▶ **DATASET CONTENT**
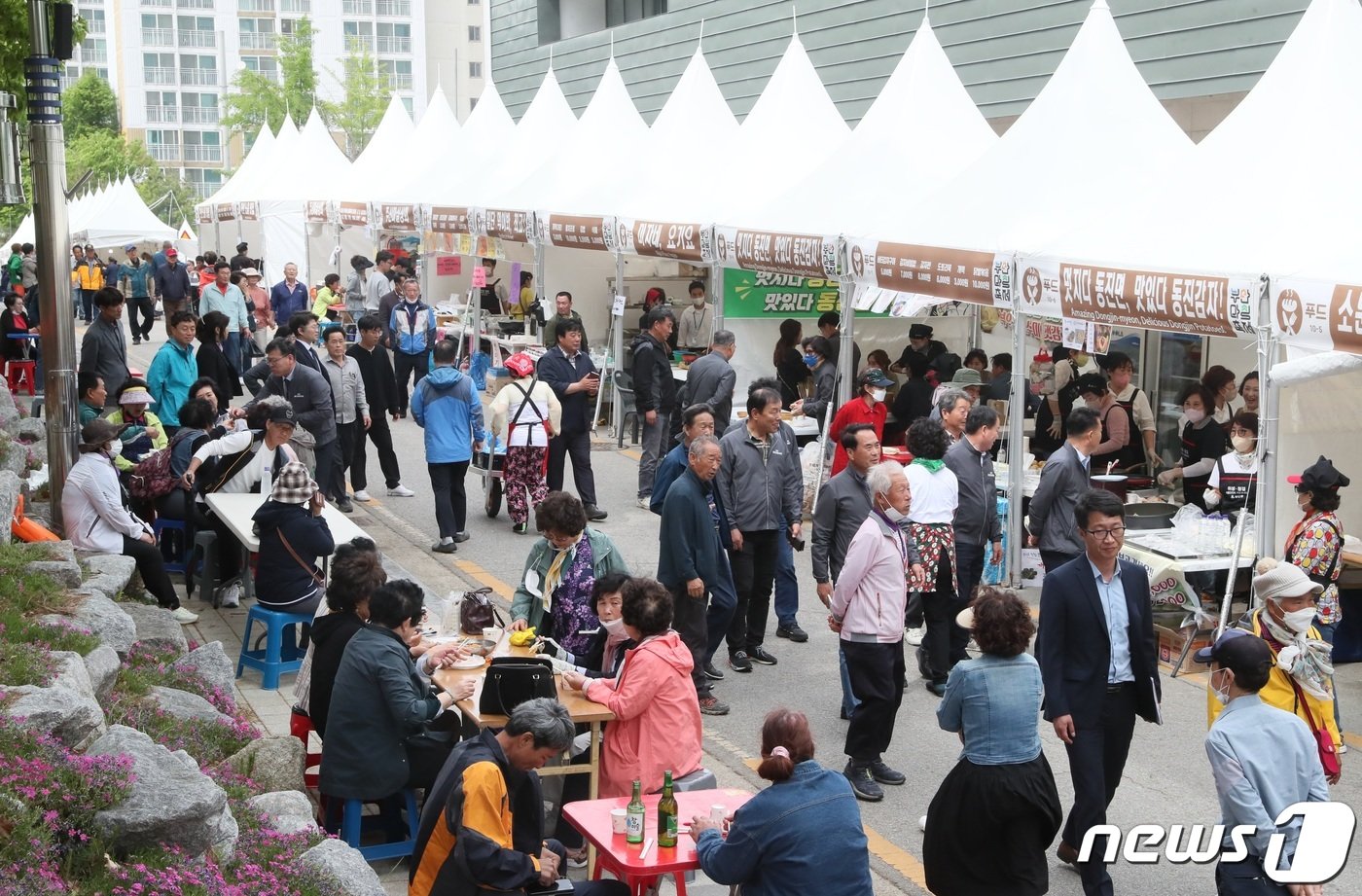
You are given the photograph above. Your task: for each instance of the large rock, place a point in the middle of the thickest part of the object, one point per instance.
(102, 666)
(157, 629)
(286, 810)
(343, 869)
(169, 804)
(108, 621)
(70, 716)
(211, 663)
(187, 705)
(72, 673)
(274, 763)
(109, 573)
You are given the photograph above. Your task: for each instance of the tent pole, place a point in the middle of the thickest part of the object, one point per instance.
(1017, 453)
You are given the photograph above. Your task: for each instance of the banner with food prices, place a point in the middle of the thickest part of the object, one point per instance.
(1168, 302)
(962, 275)
(797, 254)
(769, 296)
(1321, 315)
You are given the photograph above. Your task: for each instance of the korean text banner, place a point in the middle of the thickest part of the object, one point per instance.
(1198, 304)
(762, 295)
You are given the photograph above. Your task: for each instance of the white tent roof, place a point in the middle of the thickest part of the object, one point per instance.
(436, 152)
(888, 161)
(252, 167)
(547, 125)
(1086, 146)
(388, 146)
(582, 176)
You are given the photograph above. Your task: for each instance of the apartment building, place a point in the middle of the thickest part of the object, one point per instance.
(172, 61)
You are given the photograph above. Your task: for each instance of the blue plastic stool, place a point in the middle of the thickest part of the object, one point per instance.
(276, 657)
(179, 553)
(351, 831)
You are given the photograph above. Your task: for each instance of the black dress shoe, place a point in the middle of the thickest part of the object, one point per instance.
(759, 655)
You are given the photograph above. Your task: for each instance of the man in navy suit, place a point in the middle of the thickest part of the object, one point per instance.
(1096, 654)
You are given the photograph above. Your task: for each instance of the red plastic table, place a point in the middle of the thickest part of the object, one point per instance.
(613, 854)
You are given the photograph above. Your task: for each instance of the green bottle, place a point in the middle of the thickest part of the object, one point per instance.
(666, 814)
(633, 816)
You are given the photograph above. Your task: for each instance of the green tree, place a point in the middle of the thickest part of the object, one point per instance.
(90, 106)
(259, 99)
(365, 98)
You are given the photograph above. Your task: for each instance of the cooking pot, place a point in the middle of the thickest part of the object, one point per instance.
(1150, 515)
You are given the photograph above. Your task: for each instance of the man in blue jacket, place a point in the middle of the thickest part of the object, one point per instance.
(412, 326)
(447, 408)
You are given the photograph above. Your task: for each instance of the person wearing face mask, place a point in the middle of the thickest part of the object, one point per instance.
(1301, 680)
(555, 592)
(97, 518)
(1263, 760)
(1235, 480)
(1202, 443)
(867, 408)
(867, 613)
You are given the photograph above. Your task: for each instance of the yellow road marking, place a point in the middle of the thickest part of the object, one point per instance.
(896, 858)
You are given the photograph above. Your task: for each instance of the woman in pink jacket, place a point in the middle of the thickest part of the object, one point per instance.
(657, 714)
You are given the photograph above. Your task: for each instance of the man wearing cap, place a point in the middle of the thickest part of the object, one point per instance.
(922, 343)
(1263, 760)
(711, 380)
(136, 285)
(1096, 653)
(172, 282)
(241, 261)
(867, 408)
(104, 350)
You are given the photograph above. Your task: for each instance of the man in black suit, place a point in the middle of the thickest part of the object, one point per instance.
(1096, 654)
(1062, 478)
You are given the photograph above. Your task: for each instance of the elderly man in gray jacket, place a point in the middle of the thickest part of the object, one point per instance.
(762, 481)
(1064, 478)
(711, 378)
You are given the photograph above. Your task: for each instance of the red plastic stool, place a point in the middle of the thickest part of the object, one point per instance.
(20, 375)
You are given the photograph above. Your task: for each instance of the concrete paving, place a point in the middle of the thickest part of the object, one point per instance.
(1167, 777)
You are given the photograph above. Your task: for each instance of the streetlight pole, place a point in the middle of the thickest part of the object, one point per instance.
(48, 154)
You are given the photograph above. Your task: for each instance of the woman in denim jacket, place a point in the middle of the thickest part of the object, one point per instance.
(801, 835)
(1001, 791)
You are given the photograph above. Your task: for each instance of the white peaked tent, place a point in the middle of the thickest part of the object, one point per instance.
(889, 161)
(582, 176)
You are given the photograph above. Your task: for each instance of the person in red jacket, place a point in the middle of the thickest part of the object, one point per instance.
(867, 408)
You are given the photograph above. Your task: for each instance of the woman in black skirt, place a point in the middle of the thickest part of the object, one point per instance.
(1001, 793)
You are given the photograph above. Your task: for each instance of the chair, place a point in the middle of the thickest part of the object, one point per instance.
(22, 375)
(300, 726)
(628, 408)
(351, 830)
(281, 654)
(173, 548)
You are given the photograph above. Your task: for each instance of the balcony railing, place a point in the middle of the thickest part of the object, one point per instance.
(259, 41)
(201, 153)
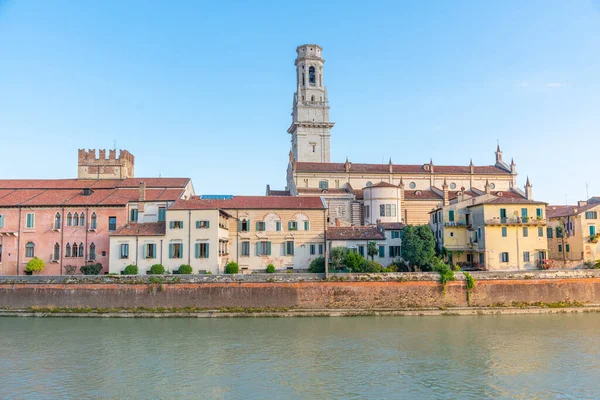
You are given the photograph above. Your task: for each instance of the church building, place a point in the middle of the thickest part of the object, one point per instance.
(399, 192)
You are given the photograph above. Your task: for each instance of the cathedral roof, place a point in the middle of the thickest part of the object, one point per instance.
(398, 168)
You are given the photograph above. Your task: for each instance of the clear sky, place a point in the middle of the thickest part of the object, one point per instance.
(203, 89)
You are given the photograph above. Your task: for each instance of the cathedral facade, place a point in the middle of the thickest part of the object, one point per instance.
(418, 188)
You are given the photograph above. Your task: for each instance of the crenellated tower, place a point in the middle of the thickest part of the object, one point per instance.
(310, 127)
(91, 167)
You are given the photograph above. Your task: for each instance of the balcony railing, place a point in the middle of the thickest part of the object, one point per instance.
(515, 221)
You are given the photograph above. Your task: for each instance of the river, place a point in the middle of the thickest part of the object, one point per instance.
(520, 357)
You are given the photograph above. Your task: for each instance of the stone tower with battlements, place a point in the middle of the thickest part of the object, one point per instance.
(310, 113)
(91, 167)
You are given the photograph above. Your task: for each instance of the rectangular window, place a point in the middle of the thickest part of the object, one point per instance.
(245, 249)
(201, 250)
(150, 250)
(112, 223)
(263, 248)
(394, 251)
(176, 224)
(289, 248)
(124, 250)
(30, 220)
(202, 224)
(539, 213)
(176, 250)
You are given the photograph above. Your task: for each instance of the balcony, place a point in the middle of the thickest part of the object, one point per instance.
(515, 221)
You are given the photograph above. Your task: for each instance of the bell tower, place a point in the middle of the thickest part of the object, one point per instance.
(310, 113)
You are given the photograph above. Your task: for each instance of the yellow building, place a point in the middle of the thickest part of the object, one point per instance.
(573, 232)
(496, 232)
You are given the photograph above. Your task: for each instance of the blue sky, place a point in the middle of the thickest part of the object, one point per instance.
(204, 89)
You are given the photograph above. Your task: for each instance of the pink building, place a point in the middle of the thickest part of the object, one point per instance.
(68, 221)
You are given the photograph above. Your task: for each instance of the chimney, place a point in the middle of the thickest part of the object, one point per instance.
(142, 191)
(528, 190)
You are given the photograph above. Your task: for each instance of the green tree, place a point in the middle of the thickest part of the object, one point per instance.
(418, 246)
(372, 250)
(35, 265)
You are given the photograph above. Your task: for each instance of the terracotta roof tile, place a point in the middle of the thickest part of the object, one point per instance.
(354, 233)
(141, 229)
(250, 202)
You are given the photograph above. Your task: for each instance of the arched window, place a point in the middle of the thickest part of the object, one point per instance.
(311, 76)
(56, 254)
(93, 221)
(92, 254)
(30, 250)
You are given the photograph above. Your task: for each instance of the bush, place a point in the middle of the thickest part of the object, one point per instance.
(157, 269)
(232, 268)
(317, 266)
(185, 269)
(35, 265)
(131, 269)
(70, 269)
(91, 269)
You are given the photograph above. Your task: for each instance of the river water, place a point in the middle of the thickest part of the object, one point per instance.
(520, 357)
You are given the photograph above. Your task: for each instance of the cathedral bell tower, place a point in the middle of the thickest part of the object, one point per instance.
(310, 114)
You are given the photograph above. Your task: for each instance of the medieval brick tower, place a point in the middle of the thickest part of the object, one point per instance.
(310, 114)
(113, 167)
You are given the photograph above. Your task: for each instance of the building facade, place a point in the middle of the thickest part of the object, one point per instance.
(67, 222)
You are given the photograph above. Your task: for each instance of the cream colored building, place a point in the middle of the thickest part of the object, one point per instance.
(497, 232)
(310, 172)
(209, 232)
(573, 232)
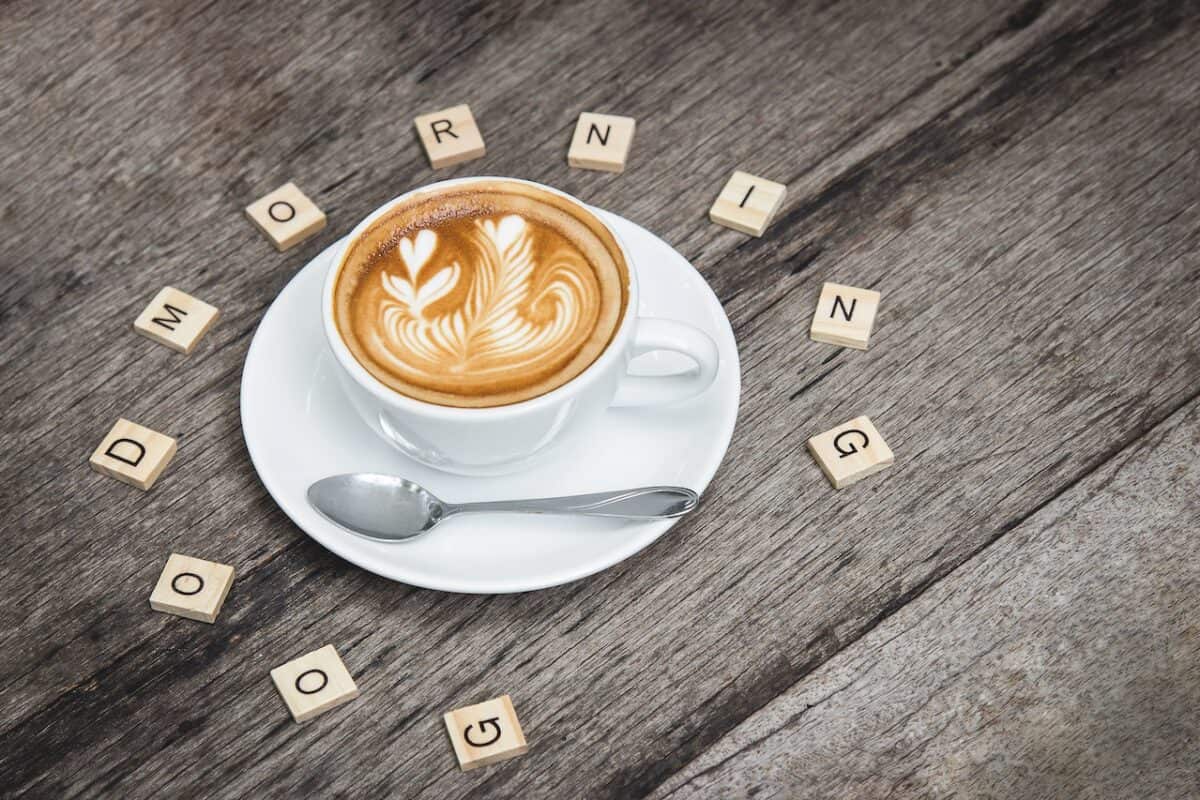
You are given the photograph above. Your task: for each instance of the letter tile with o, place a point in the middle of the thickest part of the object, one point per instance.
(192, 588)
(315, 683)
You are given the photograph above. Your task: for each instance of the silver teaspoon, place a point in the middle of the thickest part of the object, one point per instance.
(391, 509)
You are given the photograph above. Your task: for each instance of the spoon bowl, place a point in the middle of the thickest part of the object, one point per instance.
(391, 509)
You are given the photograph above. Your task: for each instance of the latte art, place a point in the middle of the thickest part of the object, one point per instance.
(514, 314)
(483, 298)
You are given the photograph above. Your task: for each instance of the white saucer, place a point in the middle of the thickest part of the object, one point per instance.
(299, 428)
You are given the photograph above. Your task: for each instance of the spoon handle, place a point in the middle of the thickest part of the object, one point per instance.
(649, 503)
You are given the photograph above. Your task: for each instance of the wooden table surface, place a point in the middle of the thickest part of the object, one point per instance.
(1011, 611)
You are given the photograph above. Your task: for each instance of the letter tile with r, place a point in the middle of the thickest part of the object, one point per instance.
(450, 136)
(485, 733)
(133, 455)
(315, 683)
(850, 452)
(192, 588)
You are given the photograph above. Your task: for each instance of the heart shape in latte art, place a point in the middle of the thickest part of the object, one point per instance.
(499, 302)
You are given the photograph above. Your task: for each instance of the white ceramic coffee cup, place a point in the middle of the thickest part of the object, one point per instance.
(504, 438)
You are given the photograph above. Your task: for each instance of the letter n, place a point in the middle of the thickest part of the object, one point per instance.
(838, 304)
(604, 137)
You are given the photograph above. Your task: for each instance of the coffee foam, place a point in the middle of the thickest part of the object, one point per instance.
(481, 294)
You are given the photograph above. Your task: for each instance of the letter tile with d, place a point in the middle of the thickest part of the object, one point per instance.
(850, 452)
(485, 733)
(315, 683)
(133, 455)
(192, 588)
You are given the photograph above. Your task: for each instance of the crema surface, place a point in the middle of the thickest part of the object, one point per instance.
(480, 295)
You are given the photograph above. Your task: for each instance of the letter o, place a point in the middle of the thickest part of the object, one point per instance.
(186, 588)
(281, 211)
(851, 449)
(321, 675)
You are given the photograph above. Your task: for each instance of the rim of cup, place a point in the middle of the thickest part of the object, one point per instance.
(363, 377)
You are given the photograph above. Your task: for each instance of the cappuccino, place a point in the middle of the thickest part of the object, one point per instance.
(480, 295)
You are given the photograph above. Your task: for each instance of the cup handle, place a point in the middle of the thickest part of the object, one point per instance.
(678, 337)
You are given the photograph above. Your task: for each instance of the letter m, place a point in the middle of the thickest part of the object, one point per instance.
(177, 317)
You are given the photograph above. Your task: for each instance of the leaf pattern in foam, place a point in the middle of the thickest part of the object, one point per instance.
(489, 325)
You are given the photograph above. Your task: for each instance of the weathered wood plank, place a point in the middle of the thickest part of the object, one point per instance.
(1061, 662)
(1020, 184)
(175, 199)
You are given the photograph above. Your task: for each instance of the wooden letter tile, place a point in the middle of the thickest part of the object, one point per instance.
(485, 733)
(450, 137)
(844, 316)
(748, 203)
(315, 683)
(133, 455)
(175, 319)
(850, 452)
(192, 588)
(601, 142)
(286, 216)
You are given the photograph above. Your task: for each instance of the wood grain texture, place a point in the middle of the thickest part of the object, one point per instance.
(1020, 184)
(1060, 662)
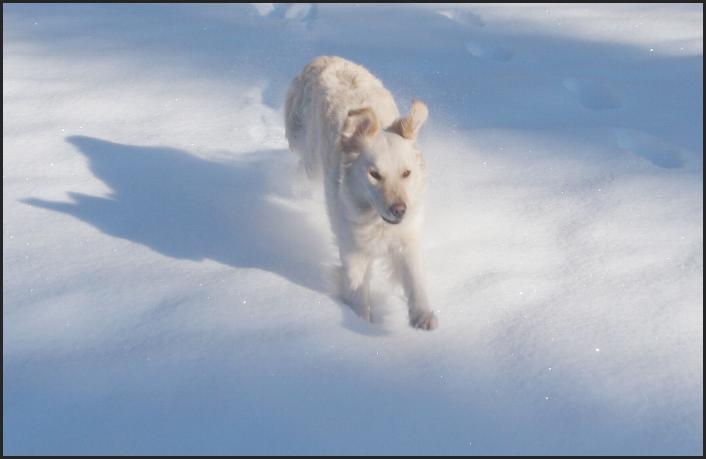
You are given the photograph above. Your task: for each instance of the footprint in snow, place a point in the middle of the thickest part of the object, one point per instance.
(593, 95)
(489, 52)
(463, 17)
(651, 148)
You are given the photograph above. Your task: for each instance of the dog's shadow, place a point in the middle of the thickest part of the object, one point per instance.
(232, 211)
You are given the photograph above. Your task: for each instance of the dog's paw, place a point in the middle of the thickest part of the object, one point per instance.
(424, 320)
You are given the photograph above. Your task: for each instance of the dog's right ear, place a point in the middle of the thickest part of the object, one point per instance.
(361, 125)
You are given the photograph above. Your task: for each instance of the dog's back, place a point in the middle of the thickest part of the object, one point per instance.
(318, 102)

▶ **PROBLEM REQUIREMENTS**
Scale the records from the line containing "white saucer, place" to the line containing "(1011, 611)", both lines included. Write out every one of those lines again with the requests unchanged, and multiply each coordinate in the answers by 1.35, rounding to the nearest whole number with halves rounded up.

▶ **RESPONSE**
You are given the photograph above. Your task: for each instance of the white saucer, place a point in the middle of the thickest part of the object, one point per instance.
(404, 578)
You are given the photograph above. Your task: for each instance of the spoon handle, place a point in the middle of the thickest part of the object, one point per instance.
(876, 679)
You are given the photograph above. Your task: for each instance of the wooden table surface, place a point in the middle of the thickest part of the object, one point per instance.
(1365, 825)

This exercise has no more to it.